*Required work*:
a) Do these statements agree with the passage on China's South China Sea disputes? Answer yes or no for each, quoting the deciding words. (i) The article discussed appeared in The Economist. (ii) Objections from Vietnam and the Philippines have had a major substantive impact. (iii) China placed an oil rig off the coast of the Philippines.
b) Write the next part of the passage on China's South China Sea disputes, starting after its last sentence.

*Passage*:
######

(Photo Credit: AP)
(BGF) – This recent article, published in The Economist, discusses the relative impunity China is able to act with in its territorial disputes in the South China Sea. As the article notes, China’s actions, such as placing an oil rig off the coast of Vietnam or its potential plans to build on the Johnson South Reef in violation of its agreement with ASEAN, have elicited objections from Vietnam and the Philippines, but such objections have had only a minimal substantive impact, at best. Click here to read the full article or visit The Economist‘s website.

######

*Source material*:
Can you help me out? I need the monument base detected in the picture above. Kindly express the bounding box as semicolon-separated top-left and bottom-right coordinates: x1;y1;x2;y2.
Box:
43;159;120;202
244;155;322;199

######

*Task-by-task answers*:
a)
(i) Yes: "This recent article, published in The Economist"
(ii) No: "such objections have had only a minimal substantive impact, at best"
(iii) No: "placing an oil rig off the coast of Vietnam"

b)
Force Majeure
The Economist
FOR a man leading a country castigated in the official Chinese press as America’s “paranoid junior ally”, President Benigno “Noynoy” Aquino of the Philippines seems both remarkably relaxed and surprisingly conciliatory. Territorial disputes in the South China Sea, which prompted China Daily’s scolding, are not, Mr Aquino says, the “be-all and end-all” of his country’s relations with China. He has to manage the “tension between being as forthright as possible and weighing whether or not I am tweaking their nose”. As he spoke to Banyan this week in the presidential palace in Manila, the non-nose-tweaking side of Mr Aquino’s internal debate seemed to be winning: bilateral trade and tourism are booming, both sides are trying to “isolate” the complex row from the broader relationship, and Mr Aquino has tried not to respond to “provocative statements”.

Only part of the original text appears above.